◆ **What to do**
Pick out every line in the records below that contains the word "burned" and copy each of those lines.
= = =
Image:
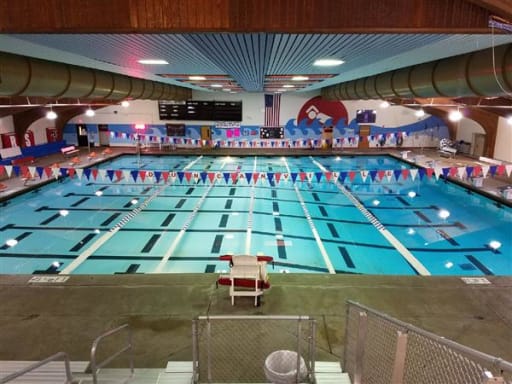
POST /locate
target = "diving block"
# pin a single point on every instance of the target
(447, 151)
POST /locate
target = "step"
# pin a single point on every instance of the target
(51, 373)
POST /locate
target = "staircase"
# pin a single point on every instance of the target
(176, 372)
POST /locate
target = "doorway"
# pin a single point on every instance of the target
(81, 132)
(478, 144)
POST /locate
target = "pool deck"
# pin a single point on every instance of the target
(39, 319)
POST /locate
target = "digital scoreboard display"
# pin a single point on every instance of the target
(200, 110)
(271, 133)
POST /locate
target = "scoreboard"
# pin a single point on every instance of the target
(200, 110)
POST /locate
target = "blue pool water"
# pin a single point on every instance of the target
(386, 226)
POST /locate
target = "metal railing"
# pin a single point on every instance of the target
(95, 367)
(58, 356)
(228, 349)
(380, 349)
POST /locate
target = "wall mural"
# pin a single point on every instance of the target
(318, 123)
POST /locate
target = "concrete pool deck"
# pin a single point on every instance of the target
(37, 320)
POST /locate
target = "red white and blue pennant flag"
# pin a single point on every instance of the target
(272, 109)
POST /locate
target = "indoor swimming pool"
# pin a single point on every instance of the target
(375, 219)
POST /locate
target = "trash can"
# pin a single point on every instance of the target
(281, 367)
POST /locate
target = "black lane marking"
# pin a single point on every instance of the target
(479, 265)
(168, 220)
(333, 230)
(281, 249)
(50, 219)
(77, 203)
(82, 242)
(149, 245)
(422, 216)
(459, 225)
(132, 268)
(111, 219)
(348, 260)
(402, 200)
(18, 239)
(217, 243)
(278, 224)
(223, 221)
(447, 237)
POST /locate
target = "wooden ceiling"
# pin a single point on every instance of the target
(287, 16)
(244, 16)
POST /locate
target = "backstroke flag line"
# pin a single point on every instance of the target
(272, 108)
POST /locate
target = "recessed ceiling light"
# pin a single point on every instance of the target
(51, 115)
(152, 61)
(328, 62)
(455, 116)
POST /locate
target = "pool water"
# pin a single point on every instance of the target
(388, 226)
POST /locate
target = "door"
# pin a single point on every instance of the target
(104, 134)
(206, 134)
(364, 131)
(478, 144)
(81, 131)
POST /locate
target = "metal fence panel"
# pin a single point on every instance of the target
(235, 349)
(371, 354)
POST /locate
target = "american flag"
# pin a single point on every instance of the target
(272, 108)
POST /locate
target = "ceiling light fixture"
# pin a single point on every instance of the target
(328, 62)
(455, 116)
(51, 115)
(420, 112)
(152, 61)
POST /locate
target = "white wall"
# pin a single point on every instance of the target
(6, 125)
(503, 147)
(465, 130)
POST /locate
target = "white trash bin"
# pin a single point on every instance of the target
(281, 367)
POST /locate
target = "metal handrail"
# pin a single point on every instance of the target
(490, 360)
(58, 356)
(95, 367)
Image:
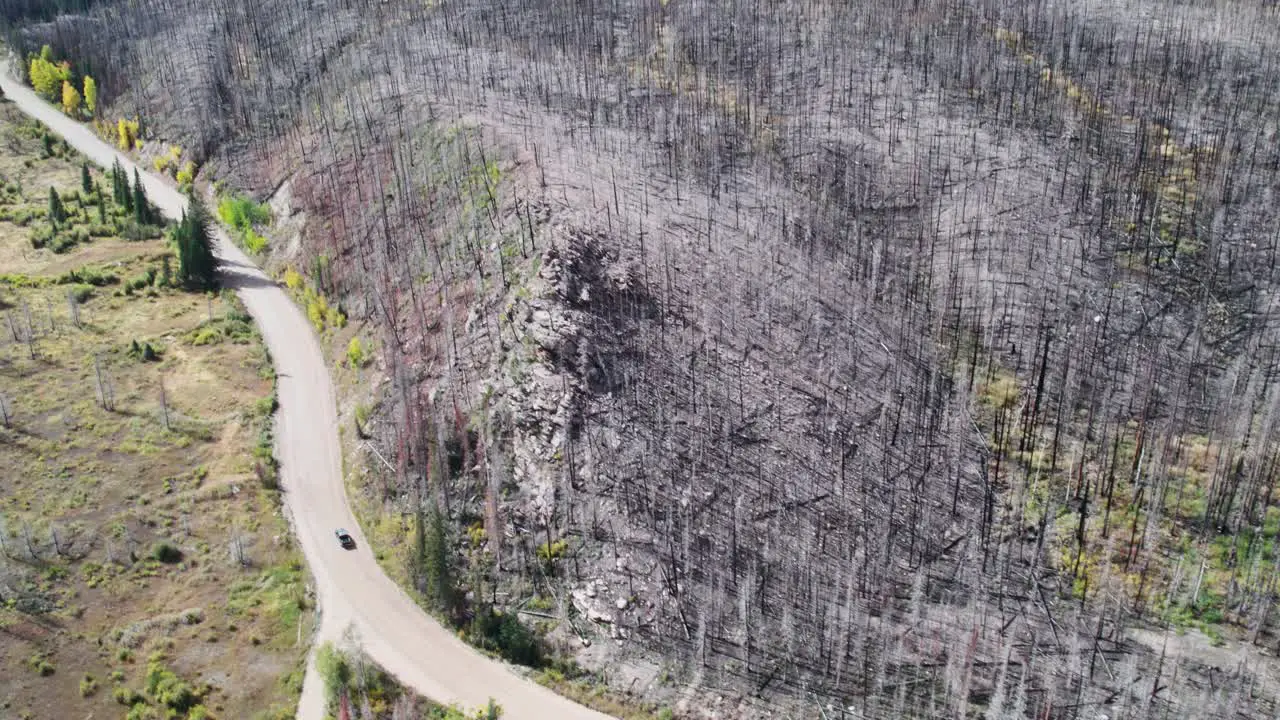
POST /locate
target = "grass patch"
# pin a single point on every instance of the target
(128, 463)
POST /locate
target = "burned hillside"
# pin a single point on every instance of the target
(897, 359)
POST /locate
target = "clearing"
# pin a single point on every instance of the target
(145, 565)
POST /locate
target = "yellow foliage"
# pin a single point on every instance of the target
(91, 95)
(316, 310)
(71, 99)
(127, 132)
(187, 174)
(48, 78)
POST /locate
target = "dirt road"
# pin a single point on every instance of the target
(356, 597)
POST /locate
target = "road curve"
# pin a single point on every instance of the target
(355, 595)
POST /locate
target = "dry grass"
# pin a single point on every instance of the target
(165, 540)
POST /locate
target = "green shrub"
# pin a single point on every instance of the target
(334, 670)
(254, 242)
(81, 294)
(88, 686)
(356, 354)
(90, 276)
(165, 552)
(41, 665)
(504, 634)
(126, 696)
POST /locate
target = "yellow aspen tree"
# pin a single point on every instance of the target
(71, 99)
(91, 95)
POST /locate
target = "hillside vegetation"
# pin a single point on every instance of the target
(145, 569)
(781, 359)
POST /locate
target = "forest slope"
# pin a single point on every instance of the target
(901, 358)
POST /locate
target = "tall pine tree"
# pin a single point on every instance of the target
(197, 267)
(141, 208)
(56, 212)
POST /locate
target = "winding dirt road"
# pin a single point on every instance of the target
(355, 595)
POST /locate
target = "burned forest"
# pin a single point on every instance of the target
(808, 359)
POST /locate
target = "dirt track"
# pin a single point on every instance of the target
= = =
◆ **Written response**
target = "burned hillside"
target = "burned forest"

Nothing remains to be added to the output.